TASK 1:
Answer each question from the film reviews.
(a) Who reviewed "My Life Without Me"?
(b) In which city is the damages trial in "Runaway Jury" set?
(c) Who plays the jury consultant in "Runaway Jury"?
TASK 2:
Decide whether each statement agrees with the film reviews. Answer yes or no, and quote the words that settle it.
(a) "Runaway Jury" is rated PG-13.
(b) In "My Life Without Me," the young woman tells her loved ones about her illness.
(c) Dustin Hoffman represents the arms manufacturer.
TASK 3: List every reason the film reviews give for the two movies' ratings.

PASSAGE SHOWN:

# # # # #

- The Washington Times - Wednesday, October 15, 2003

OPENING

• My Life Without Me (2003) (R: Adult themes, sexual situations and mature language) — ***. Indie darling Sarah Polley anchors this bittersweet weeper about a young woman diagnosed with a terminal illness. Rather than tell her loved ones, she keeps the news to herself and vows to live her final days to the fullest. Miss Polley’s nuanced work here cushions her morally dubious decisions, making “My Life” both unpredictable and warm. Reviewed by Christian Toto.

• Runaway Jury (2003) (PG-13: Occasional graphic violence, profanity and sexual candor) — *1/2. Derived from a John Grisham novel, this stupefying courtroom melodrama mistakes itself for a crusading polemic. It teems with double-crosses that are never justified by the desire to rig a damages trial in New Orleans in order to punish an arms manufacturer vicariously. Gene Hackman plays a fuming jury consultant whose client is the maker of the automatic weapon used in a mass murder. Dustin Hoffman represents the plaintiff, Joanna Going, whose husband was one of the victims. Both sides are being conned by a stealth juror, John Cusack, and his supermanipulative girlfriend Rachel Weisz. The whole case repeatedly begs to be thrown out, and the dysfunctional jury dismissed. Instead, irregularities and miscarriages run amok.

# # # # #

ENTRIES SHOWN:
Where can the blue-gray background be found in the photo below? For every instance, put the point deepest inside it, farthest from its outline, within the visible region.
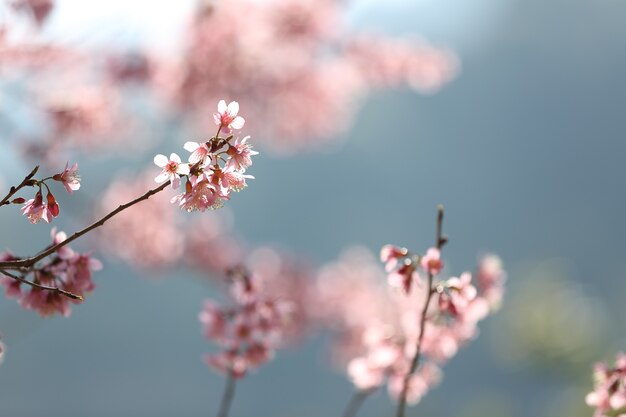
(526, 151)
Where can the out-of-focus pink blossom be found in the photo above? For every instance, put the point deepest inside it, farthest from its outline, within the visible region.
(38, 9)
(69, 177)
(377, 330)
(609, 394)
(491, 278)
(250, 330)
(172, 169)
(67, 270)
(226, 116)
(390, 255)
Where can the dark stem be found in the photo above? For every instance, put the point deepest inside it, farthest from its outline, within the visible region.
(25, 263)
(14, 190)
(357, 400)
(441, 240)
(227, 397)
(43, 287)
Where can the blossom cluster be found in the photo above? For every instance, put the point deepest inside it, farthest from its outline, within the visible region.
(301, 89)
(215, 167)
(66, 273)
(609, 394)
(378, 342)
(249, 331)
(36, 208)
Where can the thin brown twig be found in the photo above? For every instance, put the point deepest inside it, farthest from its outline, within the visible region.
(27, 262)
(441, 240)
(43, 287)
(14, 189)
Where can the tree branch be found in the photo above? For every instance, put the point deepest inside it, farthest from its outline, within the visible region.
(43, 287)
(14, 190)
(27, 262)
(441, 240)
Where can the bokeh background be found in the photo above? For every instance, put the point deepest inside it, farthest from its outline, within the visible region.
(525, 148)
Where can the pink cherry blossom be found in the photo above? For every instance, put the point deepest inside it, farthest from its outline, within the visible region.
(226, 116)
(201, 196)
(172, 169)
(67, 270)
(35, 209)
(240, 153)
(250, 330)
(390, 254)
(609, 394)
(38, 9)
(377, 330)
(199, 152)
(69, 177)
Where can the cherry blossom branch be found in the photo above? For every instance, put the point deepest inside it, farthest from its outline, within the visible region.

# # # # #

ANSWER BOX 1:
(a) Christian Toto
(b) New Orleans
(c) Gene Hackman

ANSWER BOX 2:
(a) Yes: "Runaway Jury (2003) (PG-13: Occasional graphic violence, profanity and sexual candor)"
(b) No: "Rather than tell her loved ones, she keeps the news to herself"
(c) No: "Dustin Hoffman represents the plaintiff, Joanna Going"

ANSWER BOX 3:
Adult themes
Sexual situations
Mature language
Occasional graphic violence
Profanity
Sexual candor